*SELECTED EXTRACT*.
⁂
This is page numbers 6289 - 6352 of the Hansard for the 18th Assembly, 3rd Session. The original version can be accessed on the Legislative Assembly's website or by contacting the Legislative Assembly Library. The word of the day was assembly.

Topics

Question 841-18(3): Child and Family Services Quality Improvement Plan
Oral Questions

Page 6301

Glen Abernethy Great Slave

When we came forward with Building Stronger Families, we were hoping to change from an apprehension-based system to a prevention-based system. Building Stronger Families is still the right way to go, but what we realized and what we heard from the Auditor General is we did not have enough feet on the street to make this a reality, and we were overburdening a number of our people, and, as a result, they were not doing the record-keeping that was necessary to ensure that we were monitoring its success and/or failures. We have increased the number of positions in the last budget by 21.

As I said, a third of those will be focused on training and policy development and making sure the program is right, but the rest are front-line delivery. There is a second ask for future years, Mr. Speaker, that we invest in more positions, with a greater focus on things like family advocates or family support workers. We believe that this is an important step and it's a necessary step to provide those families with the supports they need so that they can keep their children with them, so we are no longer taking children from families. That will be a decision of the next government. I think it is an incredibly important decision, and I hope the next government continues to maintain a focus on child and family services and that that does occur.

Question 841-18(3): Child and Family Services Quality Improvement Plan
Oral Questions

Page 6301

Julie Green Yellowknife Centre

That sounds like an interesting initiative. A final concern I have which the Minister has touched on is about the systemic changes needed to prevent children from going into care because of issues such as a lack of food and inadequate housing. The anti-poverty commitments, which the Minister has also represented, include a continuum of service and maybe should include a continuum of support. Can the Minister say what kind of prevention is taking place around this issue of neglect driving children into care?
⁂
*RECORDS FOR THE TASK*.
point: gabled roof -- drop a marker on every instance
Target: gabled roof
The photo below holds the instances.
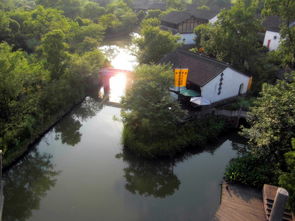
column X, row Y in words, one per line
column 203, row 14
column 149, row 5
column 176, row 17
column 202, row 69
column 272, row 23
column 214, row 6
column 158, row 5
⁂
*OBJECTIVE 1*. According to the Hansard excerpt, by how many positions did the last budget increase?
*OBJECTIVE 2*. Quote the photo-labeling records line for line, omitting the picture.
The Hansard excerpt and the records have no connection to each other.

*COMPLETE OUTPUT 1*. By 21 positions.

*COMPLETE OUTPUT 2*.
point: gabled roof -- drop a marker on every instance
Target: gabled roof
The photo below holds the instances.
column X, row Y in words, one per line
column 203, row 14
column 149, row 5
column 176, row 17
column 202, row 69
column 272, row 23
column 214, row 6
column 158, row 5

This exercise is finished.